**Exercise directions**: From the post about the prostate drug ad, extract the passage between "The rest of" and "makers and patients.", inclusive.

**Source text**:
Maybe it’s just age, but I’m starting to pay attention to the pharmaceutical ads I read. In the latest Forbes (January 9), there’s a supplement of 5 sides that addresses benign prostatic hyperplasia (BPH). Like most men of a certain age, one of the things that spooks me is prostate cancer, but I’ve never heard of BPH. Basically, it effects urination: in extreme cases, you can’t control it. One of the 5 sides has a patient questionnaire from the American Urological Association to help men determine whether they should seek a diagnosis. (No, I’m not in the risk zone. If I was, do you think I’d be blogging about it for the world to see?)
Yes, there is a pill: it’s called Flomax® (tamsulosin HCI) and it’s made by Astellas Pharma, a Japanese firm, and marketed in the U.S. by Boerhringer Ingelheim. And, yes, the companies paid for the ad. However, the pill is not mentioned until the third side, and only in a box taking up less than a quarter of the page. The fifth side, of course, is taken up with the reams of small print that the government requires: too small, detailed, and technical for most laypeople to follow, and a waste of resources by government diktat that could have been invested elsewhere.
The rest of the supplement consists of the urologists’ patient questionnaire and a sober description of symptoms, diagnosis, and a variety of treatments ranging from “watchful waiting” to surgery.
So, the chances of my taking this pill are zero, but I know a heck of a lot more about this ailment than I did before. Boehringer Ingelheim helped me become better informed even though it does the company no good. Of course, that’s not what it wanted to achieve, but it’s what economists call a “positive externality”. For a classical economist, this implies that direct-to-consumer pharmaceutical advertising should not be banned; it should be subsidized!
I wouldn’t go that far, but I am more determined than ever to resist government control of communication between drug makers and patients.

[Collected data]
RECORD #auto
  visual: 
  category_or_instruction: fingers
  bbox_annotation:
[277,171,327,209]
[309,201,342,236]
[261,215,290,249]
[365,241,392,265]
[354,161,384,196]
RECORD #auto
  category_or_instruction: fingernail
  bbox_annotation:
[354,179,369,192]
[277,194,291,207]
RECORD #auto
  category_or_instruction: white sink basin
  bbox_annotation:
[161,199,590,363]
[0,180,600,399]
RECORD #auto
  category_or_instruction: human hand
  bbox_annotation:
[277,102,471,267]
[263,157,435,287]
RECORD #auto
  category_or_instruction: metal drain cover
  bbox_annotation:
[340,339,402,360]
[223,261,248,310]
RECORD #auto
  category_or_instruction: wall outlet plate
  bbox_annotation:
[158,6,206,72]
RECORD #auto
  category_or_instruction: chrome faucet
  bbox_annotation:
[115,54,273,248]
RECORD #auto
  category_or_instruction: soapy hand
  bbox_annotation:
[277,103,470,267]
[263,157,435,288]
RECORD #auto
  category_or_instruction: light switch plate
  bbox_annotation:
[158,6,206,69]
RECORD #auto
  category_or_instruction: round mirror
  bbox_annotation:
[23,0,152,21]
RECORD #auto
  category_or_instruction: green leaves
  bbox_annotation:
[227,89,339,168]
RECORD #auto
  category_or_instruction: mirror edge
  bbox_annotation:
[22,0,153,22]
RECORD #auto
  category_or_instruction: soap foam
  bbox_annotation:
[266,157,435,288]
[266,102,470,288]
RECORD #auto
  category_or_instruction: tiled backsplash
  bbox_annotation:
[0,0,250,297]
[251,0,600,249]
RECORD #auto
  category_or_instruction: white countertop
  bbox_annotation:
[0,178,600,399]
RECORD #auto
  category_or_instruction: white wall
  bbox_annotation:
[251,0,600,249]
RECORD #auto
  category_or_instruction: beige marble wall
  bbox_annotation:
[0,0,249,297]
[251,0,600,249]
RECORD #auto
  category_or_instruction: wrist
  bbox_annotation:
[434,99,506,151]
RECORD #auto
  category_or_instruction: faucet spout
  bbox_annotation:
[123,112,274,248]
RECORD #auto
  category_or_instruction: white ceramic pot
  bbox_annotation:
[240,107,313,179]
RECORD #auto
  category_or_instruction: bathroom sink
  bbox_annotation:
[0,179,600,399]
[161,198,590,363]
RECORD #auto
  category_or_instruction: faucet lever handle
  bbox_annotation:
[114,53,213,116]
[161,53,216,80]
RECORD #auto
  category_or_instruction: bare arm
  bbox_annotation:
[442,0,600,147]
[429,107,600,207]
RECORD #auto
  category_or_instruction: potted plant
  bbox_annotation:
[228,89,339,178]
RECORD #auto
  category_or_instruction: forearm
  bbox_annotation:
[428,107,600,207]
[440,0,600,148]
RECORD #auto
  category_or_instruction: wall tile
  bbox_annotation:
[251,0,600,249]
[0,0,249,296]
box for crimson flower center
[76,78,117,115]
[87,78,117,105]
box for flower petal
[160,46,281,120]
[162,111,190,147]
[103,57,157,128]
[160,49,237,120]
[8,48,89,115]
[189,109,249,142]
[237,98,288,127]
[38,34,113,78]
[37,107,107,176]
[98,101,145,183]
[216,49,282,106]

**Written response**:
The rest of the supplement consists of the urologists’ patient questionnaire and a sober description of symptoms, diagnosis, and a variety of treatments ranging from “watchful waiting” to surgery.
So, the chances of my taking this pill are zero, but I know a heck of a lot more about this ailment than I did before. Boehringer Ingelheim helped me become better informed even though it does the company no good. Of course, that’s not what it wanted to achieve, but it’s what economists call a “positive externality”. For a classical economist, this implies that direct-to-consumer pharmaceutical advertising should not be banned; it should be subsidized!
I wouldn’t go that far, but I am more determined than ever to resist government control of communication between drug makers and patients.